§ AUFGABEN:
(1) Fasse den Absatz im Textauszug unten, der mit „Trotzdem ist Yamilé Aldama“ beginnt, als kurze Stichpunktliste zusammen. Die wichtigsten Fakten müssen erhalten bleiben.
(2) Beantworte anhand des Textauszugs unten diese Fragen:
(a) Von welchem Wettkampf kehrte Aldama im März mit Gold zurück?
(b) Welche Zeitung nannte sie eine „Plastikbritin“?
(c) An welchem Tag hat sie ihren ersten Auftritt?

++++ TEXTAUSZUG

# taz.de -- Olympia-Dreispringerin für drei Länder: Die lange Reise der Yamilé Aldama
       
       > Sie ist schon für Kuba und den Sudan gestartet. Jetzt möchte die
       > Dreispringerin für Großbritannien eine Medaille gewinnen. Ihr Weg nach
       > London war entbehrungsreich.
       
 (IMG) Bild: Ist keine „Plastikbritin“: Yamilé Aldama
       
       Als Weltmeisterin hätte sie sich eine andere Begrüßung erhofft. Gerade war
       Yamilé Aldama im März von den Hallenweltmeisterschaften in Istanbul mit
       Gold zurückgekehrt, da ging es schon wieder los. Diese „Plastikbritin“
       beherrsche womöglich nicht einmal den Text der Hymne „God Save the Queen“,
       schrieb die Daily Mail. 
       
       Was, außer dem Pass, sei denn an Athleten wie Yamilé Aldama wirklich
       britisch? „Die Debatte wütet weiter“, resümierte die Zeitung. Die
       Wahlbritin reagierte gekränkt: „Ich habe britische Kinder, mein Ehemann ist
       Brite. Wovon reden diese Menschen?“ Aber den Vorwurf, die gebürtige
       Kubanerin sei nur eingebürgert worden, um am sportlichen Ruhm des
       olympischen Gastgebers zu arbeiten, ist sie mittlerweile gewohnt.
       
       „Mal sehen, was sie sagen, wenn ich olympisches Gold gewinne“, spottet
       Aldama vor ihrem ersten Auftritt am heutigen Freitag. Die Spiele, sagt sie,
       seien für sie als Wahllondonerin genauso ein Heimspiel wie für alle anderen
       britischen Athleten.
       
       Trotzdem ist Yamilé Aldama ein besonderer Fall. In ihrer Karriere ist die
       gebürtige Kubanerin schon für drei Nationen ins Rennen gegangen, bei
       Olympia startet sie nun nach Kuba und Sudan für die Briten. Auch sie wisse,
       dass der Vorwurf, eine „Plastikbritin“ zu sein, also ohne wirkliche Bindung
       zu dem Land, für das sie antritt, zunächst plausibel erscheine. Beim
       näheren Hinsehen aber relativiert sich das Bild, und es offenbart sich eine
       bewegende Geschichte.

++++++++
++++ DATENAUSZUG

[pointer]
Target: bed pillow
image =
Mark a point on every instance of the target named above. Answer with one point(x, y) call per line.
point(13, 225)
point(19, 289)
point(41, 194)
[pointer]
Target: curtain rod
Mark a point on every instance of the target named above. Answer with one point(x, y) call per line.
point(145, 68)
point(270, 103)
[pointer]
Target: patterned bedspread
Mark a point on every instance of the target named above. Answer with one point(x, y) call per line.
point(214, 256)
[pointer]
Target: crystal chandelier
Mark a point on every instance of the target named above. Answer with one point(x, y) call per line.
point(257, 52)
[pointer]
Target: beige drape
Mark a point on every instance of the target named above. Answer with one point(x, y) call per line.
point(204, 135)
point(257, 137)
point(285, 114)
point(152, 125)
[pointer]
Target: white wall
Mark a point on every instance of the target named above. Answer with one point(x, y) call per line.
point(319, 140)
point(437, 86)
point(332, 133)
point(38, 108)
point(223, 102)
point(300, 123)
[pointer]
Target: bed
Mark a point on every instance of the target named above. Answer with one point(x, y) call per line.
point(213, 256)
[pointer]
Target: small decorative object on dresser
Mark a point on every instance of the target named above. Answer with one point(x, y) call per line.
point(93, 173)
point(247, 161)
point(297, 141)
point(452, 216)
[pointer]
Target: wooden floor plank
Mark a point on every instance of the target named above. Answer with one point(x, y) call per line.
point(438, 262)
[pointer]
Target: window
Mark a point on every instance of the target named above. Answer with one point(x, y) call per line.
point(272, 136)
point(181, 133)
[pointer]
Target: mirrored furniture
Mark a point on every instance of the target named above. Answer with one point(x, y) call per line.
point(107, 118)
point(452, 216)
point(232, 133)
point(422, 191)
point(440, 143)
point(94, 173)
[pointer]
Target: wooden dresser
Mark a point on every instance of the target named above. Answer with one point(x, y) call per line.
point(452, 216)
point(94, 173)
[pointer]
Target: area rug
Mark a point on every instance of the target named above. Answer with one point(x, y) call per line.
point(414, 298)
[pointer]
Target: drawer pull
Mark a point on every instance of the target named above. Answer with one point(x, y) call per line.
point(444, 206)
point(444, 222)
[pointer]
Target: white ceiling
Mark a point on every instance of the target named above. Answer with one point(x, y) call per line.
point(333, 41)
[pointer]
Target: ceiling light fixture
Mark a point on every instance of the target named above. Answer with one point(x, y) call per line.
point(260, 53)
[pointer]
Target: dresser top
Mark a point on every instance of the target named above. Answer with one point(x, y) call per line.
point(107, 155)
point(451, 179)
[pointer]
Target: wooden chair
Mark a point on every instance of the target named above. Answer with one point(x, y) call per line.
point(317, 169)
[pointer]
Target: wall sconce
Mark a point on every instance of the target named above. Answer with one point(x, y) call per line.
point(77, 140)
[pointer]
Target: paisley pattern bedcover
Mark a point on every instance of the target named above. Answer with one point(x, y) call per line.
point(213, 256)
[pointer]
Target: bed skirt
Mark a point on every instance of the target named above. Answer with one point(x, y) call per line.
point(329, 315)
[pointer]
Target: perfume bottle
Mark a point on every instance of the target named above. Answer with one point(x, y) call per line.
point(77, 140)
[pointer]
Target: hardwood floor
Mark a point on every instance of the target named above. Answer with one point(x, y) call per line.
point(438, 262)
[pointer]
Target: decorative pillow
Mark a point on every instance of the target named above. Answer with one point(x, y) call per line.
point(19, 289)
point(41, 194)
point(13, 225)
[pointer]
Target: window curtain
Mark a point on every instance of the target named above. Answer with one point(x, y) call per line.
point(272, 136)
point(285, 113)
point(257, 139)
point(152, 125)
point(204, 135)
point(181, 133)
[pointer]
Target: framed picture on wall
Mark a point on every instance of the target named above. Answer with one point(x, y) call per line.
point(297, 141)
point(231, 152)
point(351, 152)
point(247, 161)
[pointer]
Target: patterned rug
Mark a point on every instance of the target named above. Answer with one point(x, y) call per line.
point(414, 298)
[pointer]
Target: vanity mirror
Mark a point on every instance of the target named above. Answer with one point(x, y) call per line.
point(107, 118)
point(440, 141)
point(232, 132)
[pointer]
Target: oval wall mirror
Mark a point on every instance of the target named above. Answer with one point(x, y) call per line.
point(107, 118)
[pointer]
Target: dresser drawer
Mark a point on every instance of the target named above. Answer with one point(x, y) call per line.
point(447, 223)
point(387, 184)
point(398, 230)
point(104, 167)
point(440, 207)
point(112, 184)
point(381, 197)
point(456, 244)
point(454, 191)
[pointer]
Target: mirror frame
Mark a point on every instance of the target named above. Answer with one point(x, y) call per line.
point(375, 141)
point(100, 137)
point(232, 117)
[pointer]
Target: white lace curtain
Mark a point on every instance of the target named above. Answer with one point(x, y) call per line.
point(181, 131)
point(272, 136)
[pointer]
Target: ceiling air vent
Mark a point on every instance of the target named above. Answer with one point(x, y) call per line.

++++++++
++++ DATENAUSZUG

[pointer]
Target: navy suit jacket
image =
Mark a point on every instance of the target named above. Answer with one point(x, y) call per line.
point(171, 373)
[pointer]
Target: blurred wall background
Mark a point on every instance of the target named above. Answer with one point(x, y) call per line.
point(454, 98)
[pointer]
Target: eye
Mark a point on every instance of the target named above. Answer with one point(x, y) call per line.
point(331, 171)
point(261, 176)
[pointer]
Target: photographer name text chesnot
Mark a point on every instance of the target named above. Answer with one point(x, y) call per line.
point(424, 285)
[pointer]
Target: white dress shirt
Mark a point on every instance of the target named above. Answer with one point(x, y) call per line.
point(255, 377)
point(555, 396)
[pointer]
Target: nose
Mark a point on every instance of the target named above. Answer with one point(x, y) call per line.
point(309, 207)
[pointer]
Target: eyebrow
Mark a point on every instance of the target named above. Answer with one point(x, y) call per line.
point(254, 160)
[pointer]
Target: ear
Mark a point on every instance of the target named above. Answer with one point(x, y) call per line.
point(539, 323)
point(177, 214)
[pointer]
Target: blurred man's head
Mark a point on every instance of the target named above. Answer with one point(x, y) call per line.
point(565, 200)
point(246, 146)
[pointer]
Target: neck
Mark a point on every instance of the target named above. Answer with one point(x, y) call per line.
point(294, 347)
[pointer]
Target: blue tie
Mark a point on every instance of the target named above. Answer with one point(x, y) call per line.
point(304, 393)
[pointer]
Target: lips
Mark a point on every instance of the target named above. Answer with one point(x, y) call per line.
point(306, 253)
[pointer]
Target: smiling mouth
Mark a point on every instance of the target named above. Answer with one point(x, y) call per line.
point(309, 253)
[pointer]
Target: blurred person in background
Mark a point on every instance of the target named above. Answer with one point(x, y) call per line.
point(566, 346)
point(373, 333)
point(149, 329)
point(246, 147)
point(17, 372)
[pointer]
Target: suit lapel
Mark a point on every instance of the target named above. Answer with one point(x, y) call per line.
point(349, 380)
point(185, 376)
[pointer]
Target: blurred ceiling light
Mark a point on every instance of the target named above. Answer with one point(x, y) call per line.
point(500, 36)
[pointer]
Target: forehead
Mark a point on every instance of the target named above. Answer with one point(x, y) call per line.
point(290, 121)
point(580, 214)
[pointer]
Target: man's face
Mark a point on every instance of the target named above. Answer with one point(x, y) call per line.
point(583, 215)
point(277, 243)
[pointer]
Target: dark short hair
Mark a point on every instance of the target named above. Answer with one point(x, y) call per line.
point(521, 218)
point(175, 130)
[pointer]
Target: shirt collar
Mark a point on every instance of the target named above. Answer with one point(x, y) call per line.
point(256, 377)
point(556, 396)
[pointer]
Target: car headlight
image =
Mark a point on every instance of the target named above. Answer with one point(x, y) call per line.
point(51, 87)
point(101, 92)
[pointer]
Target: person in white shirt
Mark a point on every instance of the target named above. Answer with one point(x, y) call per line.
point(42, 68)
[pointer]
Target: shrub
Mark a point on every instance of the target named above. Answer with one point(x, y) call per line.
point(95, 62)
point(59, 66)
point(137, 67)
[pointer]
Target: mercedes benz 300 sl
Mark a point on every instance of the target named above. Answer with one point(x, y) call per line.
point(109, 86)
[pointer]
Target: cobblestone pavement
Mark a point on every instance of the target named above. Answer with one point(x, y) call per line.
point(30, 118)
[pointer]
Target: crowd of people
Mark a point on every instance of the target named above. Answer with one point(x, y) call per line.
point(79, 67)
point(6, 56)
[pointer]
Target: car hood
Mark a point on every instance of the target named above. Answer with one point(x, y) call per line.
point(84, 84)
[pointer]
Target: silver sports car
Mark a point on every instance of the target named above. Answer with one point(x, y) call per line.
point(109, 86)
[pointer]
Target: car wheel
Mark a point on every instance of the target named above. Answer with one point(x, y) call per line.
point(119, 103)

++++++++
++++ DATENAUSZUG

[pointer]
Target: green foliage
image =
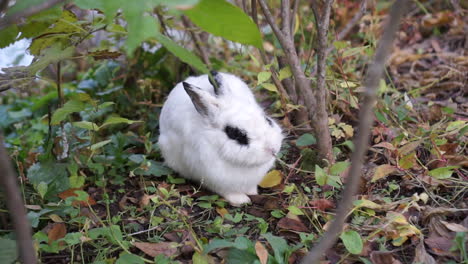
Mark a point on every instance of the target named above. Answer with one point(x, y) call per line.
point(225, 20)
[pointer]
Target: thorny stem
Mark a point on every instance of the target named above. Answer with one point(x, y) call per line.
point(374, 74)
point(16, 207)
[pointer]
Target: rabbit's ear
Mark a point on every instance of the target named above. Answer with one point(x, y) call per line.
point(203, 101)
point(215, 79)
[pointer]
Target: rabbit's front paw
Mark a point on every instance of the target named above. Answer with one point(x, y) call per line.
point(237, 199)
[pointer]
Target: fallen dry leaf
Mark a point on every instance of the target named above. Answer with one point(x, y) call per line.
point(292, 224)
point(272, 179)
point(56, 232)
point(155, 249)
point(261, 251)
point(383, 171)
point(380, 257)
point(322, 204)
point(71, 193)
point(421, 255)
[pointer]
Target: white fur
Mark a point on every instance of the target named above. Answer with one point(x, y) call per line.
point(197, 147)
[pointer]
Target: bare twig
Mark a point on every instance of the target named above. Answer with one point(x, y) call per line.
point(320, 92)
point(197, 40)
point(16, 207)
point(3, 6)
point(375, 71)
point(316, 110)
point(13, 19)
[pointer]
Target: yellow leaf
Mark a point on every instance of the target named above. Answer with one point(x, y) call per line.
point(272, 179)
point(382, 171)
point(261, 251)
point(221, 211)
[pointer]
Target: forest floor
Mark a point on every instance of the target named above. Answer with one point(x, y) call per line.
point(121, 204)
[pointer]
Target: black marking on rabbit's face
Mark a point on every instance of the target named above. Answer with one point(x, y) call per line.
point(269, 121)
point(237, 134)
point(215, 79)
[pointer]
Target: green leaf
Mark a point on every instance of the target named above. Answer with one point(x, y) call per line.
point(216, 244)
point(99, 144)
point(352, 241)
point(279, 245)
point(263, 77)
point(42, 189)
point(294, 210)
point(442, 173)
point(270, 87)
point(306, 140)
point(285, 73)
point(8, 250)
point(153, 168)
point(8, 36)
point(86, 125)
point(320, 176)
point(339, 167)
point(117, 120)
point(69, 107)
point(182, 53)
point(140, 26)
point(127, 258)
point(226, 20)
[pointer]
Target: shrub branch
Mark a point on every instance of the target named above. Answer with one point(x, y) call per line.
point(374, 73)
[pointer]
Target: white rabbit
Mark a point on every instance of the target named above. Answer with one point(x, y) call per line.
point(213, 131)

++++++++

§ LÖSUNGEN:
(1)
- Yamilé Aldama ist ein besonderer Fall.
- Die gebürtige Kubanerin ist in ihrer Karriere schon für drei Nationen angetreten. Nach Kuba und Sudan startet sie bei Olympia nun für Großbritannien.
- Der Vorwurf, eine „Plastikbritin“ ohne wirkliche Bindung zum Land zu sein, erscheint zunächst plausibel. Das weiß sie auch selbst.
- Bei näherem Hinsehen relativiert sich das Bild, und es zeigt sich eine bewegende Geschichte.

(2)
(a) Von den Hallenweltmeisterschaften in Istanbul.
(b) Die Daily Mail.
(c) Am heutigen Freitag.